## Exercício proposto 1:
Segundo o texto sobre as Obras incompletas, quem ficou responsável pela revisão técnica do volume lançado pela Editora 34?
## Exercício proposto 2:
Reescreva o trecho do texto sobre as Obras incompletas de "As Obras incompletas" a "livres e incompletas.", substituindo "revisão técnica" por "revisão final".

## Página:
As Obras incompletas constavam no volume dedicado a Nietzsche da coleção “Os Pensadores” da Abril Cultural, com esta seleção de textos e tradução de Rubens Rodrigues, mas sem os textos de prefácio e posfácio. A revisão técnica do volume agora lançado pela Editora 34 ficou a cargo do professor Márcio Suzuki. O livro foi concebido de maneira a respeitar a particularidade da filosofia nietzscheana: não apresenta um corpo de doutrina, mas, em contrapartida, um método de interrogação da condição humana em tudo que lhe é ou parece ser essencial. Desse modo, bem e mal, verdade e mentira, mito e moral, vida e morte, história e tempo tornam-se matéria legítima para qualquer investigação, inclusive da própria filosofia – mantendo as perguntas em aberto, livres e incompletas.

## Linhas:

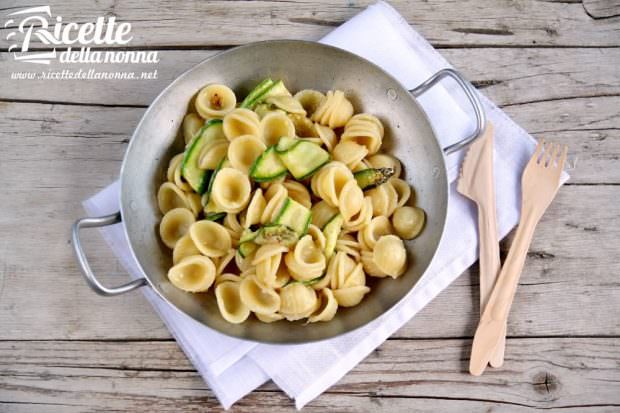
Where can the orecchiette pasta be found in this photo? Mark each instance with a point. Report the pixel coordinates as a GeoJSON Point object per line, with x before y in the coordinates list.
{"type": "Point", "coordinates": [243, 151]}
{"type": "Point", "coordinates": [229, 302]}
{"type": "Point", "coordinates": [267, 262]}
{"type": "Point", "coordinates": [349, 245]}
{"type": "Point", "coordinates": [365, 130]}
{"type": "Point", "coordinates": [227, 277]}
{"type": "Point", "coordinates": [390, 255]}
{"type": "Point", "coordinates": [255, 209]}
{"type": "Point", "coordinates": [383, 160]}
{"type": "Point", "coordinates": [191, 125]}
{"type": "Point", "coordinates": [211, 155]}
{"type": "Point", "coordinates": [330, 180]}
{"type": "Point", "coordinates": [327, 307]}
{"type": "Point", "coordinates": [184, 248]}
{"type": "Point", "coordinates": [174, 225]}
{"type": "Point", "coordinates": [275, 196]}
{"type": "Point", "coordinates": [408, 221]}
{"type": "Point", "coordinates": [284, 204]}
{"type": "Point", "coordinates": [211, 238]}
{"type": "Point", "coordinates": [222, 262]}
{"type": "Point", "coordinates": [322, 212]}
{"type": "Point", "coordinates": [403, 191]}
{"type": "Point", "coordinates": [174, 173]}
{"type": "Point", "coordinates": [234, 228]}
{"type": "Point", "coordinates": [384, 200]}
{"type": "Point", "coordinates": [371, 233]}
{"type": "Point", "coordinates": [215, 101]}
{"type": "Point", "coordinates": [327, 136]}
{"type": "Point", "coordinates": [170, 196]}
{"type": "Point", "coordinates": [304, 127]}
{"type": "Point", "coordinates": [310, 100]}
{"type": "Point", "coordinates": [288, 104]}
{"type": "Point", "coordinates": [298, 192]}
{"type": "Point", "coordinates": [334, 111]}
{"type": "Point", "coordinates": [348, 280]}
{"type": "Point", "coordinates": [258, 297]}
{"type": "Point", "coordinates": [241, 122]}
{"type": "Point", "coordinates": [306, 261]}
{"type": "Point", "coordinates": [193, 274]}
{"type": "Point", "coordinates": [231, 190]}
{"type": "Point", "coordinates": [361, 219]}
{"type": "Point", "coordinates": [350, 200]}
{"type": "Point", "coordinates": [350, 153]}
{"type": "Point", "coordinates": [274, 126]}
{"type": "Point", "coordinates": [297, 301]}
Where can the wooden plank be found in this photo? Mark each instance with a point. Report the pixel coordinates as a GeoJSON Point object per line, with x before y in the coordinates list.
{"type": "Point", "coordinates": [446, 23]}
{"type": "Point", "coordinates": [602, 9]}
{"type": "Point", "coordinates": [507, 75]}
{"type": "Point", "coordinates": [72, 151]}
{"type": "Point", "coordinates": [402, 375]}
{"type": "Point", "coordinates": [590, 126]}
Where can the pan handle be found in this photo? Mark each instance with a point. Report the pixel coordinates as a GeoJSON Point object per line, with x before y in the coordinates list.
{"type": "Point", "coordinates": [472, 96]}
{"type": "Point", "coordinates": [87, 272]}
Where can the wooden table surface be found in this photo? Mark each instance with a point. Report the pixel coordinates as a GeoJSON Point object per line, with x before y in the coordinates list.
{"type": "Point", "coordinates": [552, 65]}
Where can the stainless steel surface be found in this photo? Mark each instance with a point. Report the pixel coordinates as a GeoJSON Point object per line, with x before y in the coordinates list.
{"type": "Point", "coordinates": [301, 65]}
{"type": "Point", "coordinates": [87, 272]}
{"type": "Point", "coordinates": [471, 96]}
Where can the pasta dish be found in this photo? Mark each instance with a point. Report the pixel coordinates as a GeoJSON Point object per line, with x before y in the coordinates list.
{"type": "Point", "coordinates": [284, 204]}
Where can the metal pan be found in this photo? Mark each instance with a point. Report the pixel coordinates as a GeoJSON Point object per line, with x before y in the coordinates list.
{"type": "Point", "coordinates": [302, 65]}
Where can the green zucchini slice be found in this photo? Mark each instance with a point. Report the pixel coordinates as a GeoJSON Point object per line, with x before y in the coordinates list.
{"type": "Point", "coordinates": [372, 177]}
{"type": "Point", "coordinates": [276, 233]}
{"type": "Point", "coordinates": [267, 166]}
{"type": "Point", "coordinates": [251, 99]}
{"type": "Point", "coordinates": [331, 230]}
{"type": "Point", "coordinates": [295, 216]}
{"type": "Point", "coordinates": [303, 159]}
{"type": "Point", "coordinates": [198, 178]}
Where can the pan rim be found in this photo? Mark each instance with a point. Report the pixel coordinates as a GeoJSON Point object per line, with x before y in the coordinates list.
{"type": "Point", "coordinates": [172, 85]}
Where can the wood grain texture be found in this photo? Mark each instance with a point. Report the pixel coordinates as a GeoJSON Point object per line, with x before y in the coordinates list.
{"type": "Point", "coordinates": [602, 9]}
{"type": "Point", "coordinates": [63, 140]}
{"type": "Point", "coordinates": [402, 375]}
{"type": "Point", "coordinates": [509, 76]}
{"type": "Point", "coordinates": [448, 23]}
{"type": "Point", "coordinates": [551, 64]}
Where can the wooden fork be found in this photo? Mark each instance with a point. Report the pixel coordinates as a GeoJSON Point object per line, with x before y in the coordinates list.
{"type": "Point", "coordinates": [539, 184]}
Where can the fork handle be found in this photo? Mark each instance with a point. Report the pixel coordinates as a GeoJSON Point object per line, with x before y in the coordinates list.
{"type": "Point", "coordinates": [491, 328]}
{"type": "Point", "coordinates": [489, 262]}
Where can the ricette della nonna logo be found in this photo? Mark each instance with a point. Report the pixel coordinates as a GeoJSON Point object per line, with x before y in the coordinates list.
{"type": "Point", "coordinates": [37, 36]}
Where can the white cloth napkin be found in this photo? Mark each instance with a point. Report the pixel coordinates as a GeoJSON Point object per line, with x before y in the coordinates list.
{"type": "Point", "coordinates": [232, 367]}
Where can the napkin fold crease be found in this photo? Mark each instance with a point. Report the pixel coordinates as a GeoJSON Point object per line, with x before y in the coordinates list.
{"type": "Point", "coordinates": [232, 367]}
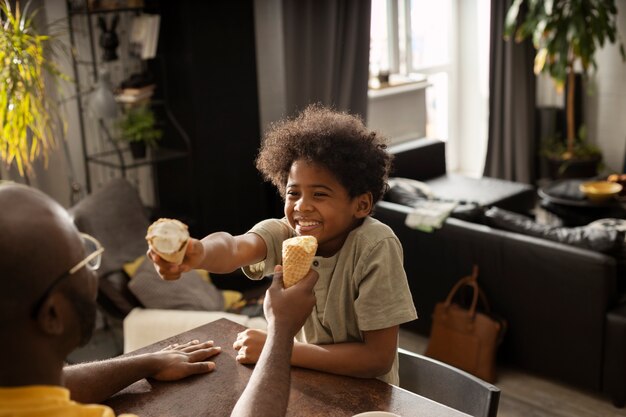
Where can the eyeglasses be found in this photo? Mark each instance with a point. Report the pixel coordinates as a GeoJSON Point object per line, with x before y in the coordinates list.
{"type": "Point", "coordinates": [93, 250]}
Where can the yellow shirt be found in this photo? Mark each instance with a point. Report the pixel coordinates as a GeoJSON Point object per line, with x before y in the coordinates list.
{"type": "Point", "coordinates": [49, 401]}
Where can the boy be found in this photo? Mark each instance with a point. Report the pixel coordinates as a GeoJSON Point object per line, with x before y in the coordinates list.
{"type": "Point", "coordinates": [330, 170]}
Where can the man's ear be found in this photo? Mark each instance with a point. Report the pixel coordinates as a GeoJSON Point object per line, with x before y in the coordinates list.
{"type": "Point", "coordinates": [50, 315]}
{"type": "Point", "coordinates": [365, 203]}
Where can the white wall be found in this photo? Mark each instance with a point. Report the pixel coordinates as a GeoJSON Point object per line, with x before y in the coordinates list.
{"type": "Point", "coordinates": [605, 109]}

## Resultado da tarefa 1:
O professor Márcio Suzuki.

## Resultado da tarefa 2:
As Obras incompletas constavam no volume dedicado a Nietzsche da coleção “Os Pensadores” da Abril Cultural, com esta seleção de textos e tradução de Rubens Rodrigues, mas sem os textos de prefácio e posfácio. A revisão final do volume agora lançado pela Editora 34 ficou a cargo do professor Márcio Suzuki. O livro foi concebido de maneira a respeitar a particularidade da filosofia nietzscheana: não apresenta um corpo de doutrina, mas, em contrapartida, um método de interrogação da condição humana em tudo que lhe é ou parece ser essencial. Desse modo, bem e mal, verdade e mentira, mito e moral, vida e morte, história e tempo tornam-se matéria legítima para qualquer investigação, inclusive da própria filosofia – mantendo as perguntas em aberto, livres e incompletas.